▸ **PAGE EXCERPT**:
┌──
Indeed, and that also the reason stripes are computed ahead of time,
so that they can be further 'queued' in a CDM.
>
> Is that and additional step after the RFC ?
The current implementation (without CDM) already provides good results
and performance, so CDM can be viewed as a future enhancement.
As far as I understand, CDM could also be implemented in a generic way
within CAMSS, since other CAMSS blocks make use of CDM as well.
This is something we should discuss further.
>
> > +
> > +/*
> > + * mem2mem callbacks
> > + */
> > +static void ope_device_run(void *priv)
> > +{
> > + struct vb2_v4l2_buffer *src_buf, *dst_buf;
> > + struct ope_ctx *ctx = priv;
> > + struct ope_dev *ope = ctx->ope;
> > + dma_addr_t src, dst;
> > +
> > + dev_dbg(ope->dev, "Start context %p", ctx);
> > +
> > + src_buf = v4l2_m2m_next_src_buf(ctx->fh.m2m_ctx);
> > + if (!src_buf)
> > + return;
> > +
> > + dst_buf = v4l2_m2m_next_dst_buf(ctx->fh.m2m_ctx);
> > + if (!dst_buf)
> > + return;
> > +
> > + src = vb2_dma_contig_plane_dma_addr(&src_buf->vb2_buf, 0);
> > + dst = vb2_dma_contig_plane_dma_addr(&dst_buf->vb2_buf, 0);
> > +
> > + /* Generate stripes from full frame */
> > + ope_gen_stripes(ctx, src, dst);
> > +
> > + if (priv != ope->context) {
> > + /* If context changed, reprogram the submodules */
> > + ope_prog_wb(ope);
> > + ope_prog_bayer2rgb(ope);
> > + ope_prog_rgb2yuv(ope);
> > + ope->context = priv;
> > + }
> > +
> > + /* Program the first stripe */
> > + ope_prog_stripe(ctx, &ctx->stripe[0]);
> > +
> > + /* Go! */
> > + ope_start(ope);
> > +}
> > +
> > +static void ope_job_done(struct ope_ctx *ctx, enum vb2_buffer_state vbstate)
> > +{
> > + struct vb2_v4l2_buffer *src, *dst;
> > +
> > + if (!ctx)
└──
▸ **DATASET SECTION**:
┌──
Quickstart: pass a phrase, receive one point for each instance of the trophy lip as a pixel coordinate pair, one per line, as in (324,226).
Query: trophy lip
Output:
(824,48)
└──
▸ **WHAT TO DO**:
(1) In the OPE driver review, condense the paragraph that begins "The current implementation (without CDM)" into a short bulleted list that keeps its main points.
(2) Extend the OPE driver review from its last line, continuing the code in the same style.

▸ **ANSWERS GIVEN**:
(1)
- The current implementation already performs well without CDM, so CDM can be treated as a future enhancement.
- CDM could also be implemented generically within CAMSS, since other CAMSS blocks use it too.
- This should be discussed further.

(2)
> > + return;
> > +
> > + src = v4l2_m2m_src_buf_remove(ctx->fh.m2m_ctx);
> > + dst = v4l2_m2m_dst_buf_remove(ctx->fh.m2m_ctx);
> > +
> > + if (dst && src)
> > + dst->vb2_buf.timestamp = src->vb2_buf.timestamp;
> > +
> > + if (src)
> > + v4l2_m2m_buf_done(src, vbstate);
> > + if (dst)
> > + v4l2_m2m_buf_done(dst, vbstate);
> > +
> > + v4l2_m2m_job_finish(ctx->ope->m2m_dev, ctx->fh.m2m_ctx);
> > +}
> > +
> > +static void ope_buf_done(struct ope_ctx *ctx)
> > +{
> > + struct ope_stripe *stripe = ope_current_stripe(ctx);
> > +
> > + if (!ctx)
> > + return;
> > +
> > + dev_dbg(ctx->ope->dev, "Context %p Stripe %u done\n",
> > + ctx, ope_stripe_index(ctx, stripe));
> > +
> > + if (ope_stripe_is_last(stripe)) {
> > + ctx->current_stripe = 0;
> > + ope_job_done(ctx, VB2_BUF_STATE_DONE);
> > + } else {
> > + ctx->current_stripe++;
> > + ope_start(ctx->ope);
> > + }
> > +}
> > +
> > +static void ope_job_abort(void *priv)
> > +{
> > + struct ope_ctx *ctx = priv;
> > +
> > + /* reset to abort */
> > + ope_write(ctx->ope, OPE_TOP_RESET_CMD, OPE_TOP_RESET_CMD_SW);
> > +}
>
> Shoudln't this wait for ope_job_done() ?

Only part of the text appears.